» WHAT YOU SHOULD DO
Each line below from the one containing "the rear tire" through the one containing "Task: tag every instance of the fig with" is to be given again exactly, and no line outside that span.

_ _ _ _ _ _ _

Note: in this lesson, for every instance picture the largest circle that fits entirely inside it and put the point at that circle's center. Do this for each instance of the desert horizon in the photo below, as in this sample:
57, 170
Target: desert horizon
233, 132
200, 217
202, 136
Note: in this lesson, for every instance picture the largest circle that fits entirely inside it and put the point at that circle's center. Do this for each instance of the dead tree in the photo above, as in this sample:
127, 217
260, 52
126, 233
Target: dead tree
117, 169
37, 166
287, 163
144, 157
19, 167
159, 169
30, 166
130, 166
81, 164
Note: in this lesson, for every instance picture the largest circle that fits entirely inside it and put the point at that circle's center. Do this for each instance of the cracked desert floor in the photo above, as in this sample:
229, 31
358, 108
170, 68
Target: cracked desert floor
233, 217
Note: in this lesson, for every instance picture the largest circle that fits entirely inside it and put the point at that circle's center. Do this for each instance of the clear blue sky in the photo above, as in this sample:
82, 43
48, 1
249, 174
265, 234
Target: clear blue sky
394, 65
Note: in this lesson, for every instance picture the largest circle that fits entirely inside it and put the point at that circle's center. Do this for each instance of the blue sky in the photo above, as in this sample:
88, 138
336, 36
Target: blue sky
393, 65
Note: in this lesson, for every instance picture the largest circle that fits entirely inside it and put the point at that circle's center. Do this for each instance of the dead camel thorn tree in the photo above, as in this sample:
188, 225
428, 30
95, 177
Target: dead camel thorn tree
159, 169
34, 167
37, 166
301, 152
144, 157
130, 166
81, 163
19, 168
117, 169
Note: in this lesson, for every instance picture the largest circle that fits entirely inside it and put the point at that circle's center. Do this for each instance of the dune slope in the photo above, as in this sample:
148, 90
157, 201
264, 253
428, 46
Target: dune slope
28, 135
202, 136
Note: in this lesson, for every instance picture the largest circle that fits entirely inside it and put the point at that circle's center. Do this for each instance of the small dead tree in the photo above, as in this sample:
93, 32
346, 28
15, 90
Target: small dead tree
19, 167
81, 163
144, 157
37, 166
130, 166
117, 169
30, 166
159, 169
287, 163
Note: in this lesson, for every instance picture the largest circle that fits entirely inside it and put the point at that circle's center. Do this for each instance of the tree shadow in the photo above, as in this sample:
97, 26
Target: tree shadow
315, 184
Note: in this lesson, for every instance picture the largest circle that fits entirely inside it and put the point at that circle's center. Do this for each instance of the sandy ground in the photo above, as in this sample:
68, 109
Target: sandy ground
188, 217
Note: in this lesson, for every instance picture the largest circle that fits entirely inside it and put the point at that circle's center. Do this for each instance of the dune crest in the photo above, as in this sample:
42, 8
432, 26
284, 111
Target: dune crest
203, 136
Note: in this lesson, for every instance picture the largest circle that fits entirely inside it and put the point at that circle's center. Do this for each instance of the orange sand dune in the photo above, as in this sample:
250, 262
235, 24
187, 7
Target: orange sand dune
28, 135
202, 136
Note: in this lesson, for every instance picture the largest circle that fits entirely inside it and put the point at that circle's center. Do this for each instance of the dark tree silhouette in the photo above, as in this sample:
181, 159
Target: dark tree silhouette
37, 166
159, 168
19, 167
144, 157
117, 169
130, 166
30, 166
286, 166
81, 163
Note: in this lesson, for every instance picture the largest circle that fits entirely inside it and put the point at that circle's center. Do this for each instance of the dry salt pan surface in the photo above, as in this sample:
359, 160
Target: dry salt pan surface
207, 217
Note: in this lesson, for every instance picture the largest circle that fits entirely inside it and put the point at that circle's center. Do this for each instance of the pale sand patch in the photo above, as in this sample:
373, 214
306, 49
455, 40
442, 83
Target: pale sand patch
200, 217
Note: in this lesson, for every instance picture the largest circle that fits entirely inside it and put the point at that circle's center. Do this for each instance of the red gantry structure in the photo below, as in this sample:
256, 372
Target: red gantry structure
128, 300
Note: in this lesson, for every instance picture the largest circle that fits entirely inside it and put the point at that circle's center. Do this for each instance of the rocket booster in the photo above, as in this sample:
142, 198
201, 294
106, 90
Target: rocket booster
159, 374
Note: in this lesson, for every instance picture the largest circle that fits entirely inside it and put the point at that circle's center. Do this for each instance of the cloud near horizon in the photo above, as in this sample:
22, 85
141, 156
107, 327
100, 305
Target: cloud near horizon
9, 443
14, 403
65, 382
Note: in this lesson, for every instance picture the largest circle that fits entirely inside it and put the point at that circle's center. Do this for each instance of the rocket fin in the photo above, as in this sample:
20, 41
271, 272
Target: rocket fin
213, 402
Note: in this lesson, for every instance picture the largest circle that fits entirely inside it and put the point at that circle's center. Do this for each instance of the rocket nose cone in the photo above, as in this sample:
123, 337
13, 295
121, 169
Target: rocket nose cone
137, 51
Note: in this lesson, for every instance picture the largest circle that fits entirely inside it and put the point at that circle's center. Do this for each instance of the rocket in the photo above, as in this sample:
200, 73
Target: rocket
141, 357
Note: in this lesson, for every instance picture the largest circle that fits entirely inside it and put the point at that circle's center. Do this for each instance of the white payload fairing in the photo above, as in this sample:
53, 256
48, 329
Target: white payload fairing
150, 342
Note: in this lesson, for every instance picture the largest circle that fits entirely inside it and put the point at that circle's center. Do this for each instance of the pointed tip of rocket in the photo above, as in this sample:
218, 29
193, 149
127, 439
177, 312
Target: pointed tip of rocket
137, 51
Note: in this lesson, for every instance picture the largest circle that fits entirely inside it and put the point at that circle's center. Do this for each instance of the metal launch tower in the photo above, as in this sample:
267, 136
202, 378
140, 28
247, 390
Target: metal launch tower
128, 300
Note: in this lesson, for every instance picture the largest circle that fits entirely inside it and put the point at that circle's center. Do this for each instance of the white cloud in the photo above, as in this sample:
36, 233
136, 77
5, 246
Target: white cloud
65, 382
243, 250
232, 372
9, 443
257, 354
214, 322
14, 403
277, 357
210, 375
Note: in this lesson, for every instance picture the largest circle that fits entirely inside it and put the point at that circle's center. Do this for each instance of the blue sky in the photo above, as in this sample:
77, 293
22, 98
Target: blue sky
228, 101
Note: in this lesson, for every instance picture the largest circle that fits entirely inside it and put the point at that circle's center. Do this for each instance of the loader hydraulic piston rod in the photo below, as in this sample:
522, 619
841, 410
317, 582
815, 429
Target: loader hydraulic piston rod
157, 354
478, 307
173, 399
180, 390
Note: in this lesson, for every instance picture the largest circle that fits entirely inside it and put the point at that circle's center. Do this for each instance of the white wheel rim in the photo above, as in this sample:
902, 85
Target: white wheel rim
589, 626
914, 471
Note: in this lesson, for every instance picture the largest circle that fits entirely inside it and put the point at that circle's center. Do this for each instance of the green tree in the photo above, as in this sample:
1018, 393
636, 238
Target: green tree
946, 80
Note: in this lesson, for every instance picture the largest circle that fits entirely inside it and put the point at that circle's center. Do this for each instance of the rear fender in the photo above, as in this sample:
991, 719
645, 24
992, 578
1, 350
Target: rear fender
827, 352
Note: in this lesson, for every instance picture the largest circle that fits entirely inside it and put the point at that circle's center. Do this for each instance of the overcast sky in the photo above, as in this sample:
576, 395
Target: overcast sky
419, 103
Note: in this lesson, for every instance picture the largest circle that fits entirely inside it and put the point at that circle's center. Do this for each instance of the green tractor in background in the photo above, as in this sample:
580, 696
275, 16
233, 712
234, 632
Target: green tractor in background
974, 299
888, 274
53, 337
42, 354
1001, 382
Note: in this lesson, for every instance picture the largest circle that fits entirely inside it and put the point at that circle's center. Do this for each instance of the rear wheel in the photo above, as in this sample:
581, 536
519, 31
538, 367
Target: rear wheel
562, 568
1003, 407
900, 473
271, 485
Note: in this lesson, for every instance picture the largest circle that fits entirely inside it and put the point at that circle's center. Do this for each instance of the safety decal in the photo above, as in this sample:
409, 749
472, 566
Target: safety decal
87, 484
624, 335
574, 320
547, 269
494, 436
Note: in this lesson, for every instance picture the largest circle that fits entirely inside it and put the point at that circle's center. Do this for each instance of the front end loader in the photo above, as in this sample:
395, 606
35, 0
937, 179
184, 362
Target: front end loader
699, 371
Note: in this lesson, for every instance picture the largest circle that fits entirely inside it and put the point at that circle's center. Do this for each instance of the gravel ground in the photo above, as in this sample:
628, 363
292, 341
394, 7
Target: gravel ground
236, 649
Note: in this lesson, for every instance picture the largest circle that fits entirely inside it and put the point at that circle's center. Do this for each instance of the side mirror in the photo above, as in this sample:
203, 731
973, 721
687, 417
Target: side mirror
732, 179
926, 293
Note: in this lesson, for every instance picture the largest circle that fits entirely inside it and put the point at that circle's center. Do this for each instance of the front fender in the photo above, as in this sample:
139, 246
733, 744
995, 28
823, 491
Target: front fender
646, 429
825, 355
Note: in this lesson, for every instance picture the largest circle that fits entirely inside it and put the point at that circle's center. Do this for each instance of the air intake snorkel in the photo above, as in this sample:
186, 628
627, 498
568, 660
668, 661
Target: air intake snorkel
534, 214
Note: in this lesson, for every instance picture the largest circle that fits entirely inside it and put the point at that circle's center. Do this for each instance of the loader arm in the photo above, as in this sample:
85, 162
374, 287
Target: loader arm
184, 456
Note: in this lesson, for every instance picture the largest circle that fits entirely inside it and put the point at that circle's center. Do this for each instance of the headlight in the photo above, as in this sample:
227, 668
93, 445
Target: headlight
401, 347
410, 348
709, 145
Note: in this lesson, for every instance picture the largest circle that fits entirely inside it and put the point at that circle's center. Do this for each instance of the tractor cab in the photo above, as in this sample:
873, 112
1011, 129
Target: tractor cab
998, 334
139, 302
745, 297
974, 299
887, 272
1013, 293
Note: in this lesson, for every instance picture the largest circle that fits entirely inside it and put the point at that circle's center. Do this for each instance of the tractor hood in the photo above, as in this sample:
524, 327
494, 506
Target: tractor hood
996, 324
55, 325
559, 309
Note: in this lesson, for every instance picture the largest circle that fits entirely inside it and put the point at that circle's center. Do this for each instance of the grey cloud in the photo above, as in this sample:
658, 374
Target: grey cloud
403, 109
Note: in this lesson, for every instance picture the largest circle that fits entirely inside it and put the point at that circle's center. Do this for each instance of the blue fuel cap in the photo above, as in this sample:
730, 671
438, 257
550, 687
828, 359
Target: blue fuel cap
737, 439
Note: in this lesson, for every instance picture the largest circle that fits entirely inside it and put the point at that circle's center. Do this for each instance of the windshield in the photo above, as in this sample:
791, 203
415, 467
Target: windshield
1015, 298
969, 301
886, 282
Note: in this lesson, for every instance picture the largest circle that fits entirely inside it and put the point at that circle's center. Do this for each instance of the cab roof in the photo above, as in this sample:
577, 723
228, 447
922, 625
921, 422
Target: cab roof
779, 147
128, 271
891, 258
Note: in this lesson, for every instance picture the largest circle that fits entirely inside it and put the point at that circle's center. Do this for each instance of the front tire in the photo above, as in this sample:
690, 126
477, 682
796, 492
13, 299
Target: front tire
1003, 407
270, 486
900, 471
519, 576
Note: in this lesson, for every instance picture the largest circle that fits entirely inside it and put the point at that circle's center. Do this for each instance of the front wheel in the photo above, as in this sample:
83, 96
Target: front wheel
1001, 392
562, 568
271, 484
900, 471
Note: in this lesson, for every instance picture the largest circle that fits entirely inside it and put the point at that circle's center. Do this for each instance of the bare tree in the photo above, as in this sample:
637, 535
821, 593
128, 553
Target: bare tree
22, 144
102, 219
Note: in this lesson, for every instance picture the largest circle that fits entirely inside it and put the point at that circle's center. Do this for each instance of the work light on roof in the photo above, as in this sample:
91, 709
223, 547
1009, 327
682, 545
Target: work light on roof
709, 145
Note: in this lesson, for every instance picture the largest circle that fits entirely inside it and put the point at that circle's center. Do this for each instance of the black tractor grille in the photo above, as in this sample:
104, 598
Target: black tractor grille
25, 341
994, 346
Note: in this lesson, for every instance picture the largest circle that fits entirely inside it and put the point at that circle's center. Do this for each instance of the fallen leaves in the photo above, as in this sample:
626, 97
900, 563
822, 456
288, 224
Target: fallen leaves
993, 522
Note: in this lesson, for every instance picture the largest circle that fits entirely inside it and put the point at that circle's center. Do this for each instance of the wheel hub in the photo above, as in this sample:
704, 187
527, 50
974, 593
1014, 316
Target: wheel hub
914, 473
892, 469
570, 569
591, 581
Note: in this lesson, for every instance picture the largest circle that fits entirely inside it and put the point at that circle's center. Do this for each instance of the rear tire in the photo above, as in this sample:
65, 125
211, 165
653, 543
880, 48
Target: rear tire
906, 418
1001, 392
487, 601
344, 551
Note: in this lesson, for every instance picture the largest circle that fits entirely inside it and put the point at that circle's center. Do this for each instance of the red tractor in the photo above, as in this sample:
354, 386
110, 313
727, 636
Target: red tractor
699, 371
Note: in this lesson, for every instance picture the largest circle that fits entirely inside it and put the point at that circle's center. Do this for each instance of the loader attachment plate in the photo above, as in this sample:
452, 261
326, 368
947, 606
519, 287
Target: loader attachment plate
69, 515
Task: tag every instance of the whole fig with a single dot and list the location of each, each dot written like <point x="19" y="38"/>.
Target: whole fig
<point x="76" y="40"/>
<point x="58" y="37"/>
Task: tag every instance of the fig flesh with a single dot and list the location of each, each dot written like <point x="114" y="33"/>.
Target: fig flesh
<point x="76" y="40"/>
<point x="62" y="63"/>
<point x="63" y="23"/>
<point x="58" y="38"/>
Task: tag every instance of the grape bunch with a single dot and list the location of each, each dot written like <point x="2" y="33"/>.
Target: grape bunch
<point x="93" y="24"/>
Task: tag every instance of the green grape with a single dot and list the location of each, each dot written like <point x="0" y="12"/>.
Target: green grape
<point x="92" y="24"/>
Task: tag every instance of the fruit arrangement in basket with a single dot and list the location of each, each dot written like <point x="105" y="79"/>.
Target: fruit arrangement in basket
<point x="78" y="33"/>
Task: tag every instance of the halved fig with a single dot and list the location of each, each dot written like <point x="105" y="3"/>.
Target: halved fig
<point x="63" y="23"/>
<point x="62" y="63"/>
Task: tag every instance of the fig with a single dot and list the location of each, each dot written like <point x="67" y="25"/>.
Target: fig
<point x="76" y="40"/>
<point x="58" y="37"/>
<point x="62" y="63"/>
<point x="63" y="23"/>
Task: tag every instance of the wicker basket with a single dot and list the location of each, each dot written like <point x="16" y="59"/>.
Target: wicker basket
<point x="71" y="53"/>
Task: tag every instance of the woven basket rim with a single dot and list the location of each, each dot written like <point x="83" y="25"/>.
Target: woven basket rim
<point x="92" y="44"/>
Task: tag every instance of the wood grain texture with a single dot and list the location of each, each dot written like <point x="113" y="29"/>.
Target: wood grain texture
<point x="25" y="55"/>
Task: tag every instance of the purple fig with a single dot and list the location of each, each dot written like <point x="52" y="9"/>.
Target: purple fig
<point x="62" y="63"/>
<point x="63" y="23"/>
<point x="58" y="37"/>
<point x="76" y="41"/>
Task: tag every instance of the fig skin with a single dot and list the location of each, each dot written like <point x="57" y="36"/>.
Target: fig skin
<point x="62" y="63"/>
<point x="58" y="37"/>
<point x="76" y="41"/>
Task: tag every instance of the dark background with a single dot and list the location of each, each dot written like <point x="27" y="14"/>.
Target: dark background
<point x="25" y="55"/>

_ _ _ _ _ _ _

» TASK RESULT
Note: in this lesson, for every instance picture the largest circle that fits entirely inside it and put the point at that circle's center. Do this for each instance of the rear tire in the photo above, as in this sample:
65, 125
211, 165
653, 543
880, 48
Target: rear tire
906, 418
1001, 392
487, 601
344, 551
Note: in this lesson, for every instance picture the largest circle that fits entirely inside it and put the point at that circle's center. Do this for each instance of the red tractor in the photo above, as in this sample:
354, 386
110, 313
727, 636
Target: red tractor
699, 371
Note: in this lesson, for every instance picture the largest circle that fits entirely inside it and put the point at that circle's center. Do this for each instance of the loader attachment plate in the photo above, as in this sample:
452, 261
326, 368
947, 606
519, 287
Target: loader attachment plate
69, 515
Task: tag every instance of the whole fig with a single dot and list the location of each, each dot written like <point x="19" y="38"/>.
Target: whole fig
<point x="76" y="40"/>
<point x="58" y="37"/>
Task: tag every instance of the fig flesh with a single dot and list the location of each, each dot written like <point x="114" y="33"/>.
Target: fig flesh
<point x="76" y="40"/>
<point x="62" y="63"/>
<point x="63" y="23"/>
<point x="58" y="38"/>
Task: tag every instance of the grape bunch with a single dot and list the location of each, each dot written like <point x="2" y="33"/>.
Target: grape bunch
<point x="93" y="24"/>
Task: tag every instance of the green grape with a single dot and list the location of each, each dot written like <point x="0" y="12"/>.
Target: green grape
<point x="92" y="24"/>
Task: tag every instance of the fruit arrangement in basket with a single dot and list the location of each, each dot written like <point x="105" y="79"/>.
Target: fruit arrangement in basket
<point x="78" y="33"/>
Task: tag every instance of the halved fig with a single dot and list the location of each, each dot written like <point x="105" y="3"/>.
Target: halved fig
<point x="63" y="23"/>
<point x="62" y="63"/>
Task: tag every instance of the fig with a single dot and list the location of each, each dot written like <point x="67" y="25"/>.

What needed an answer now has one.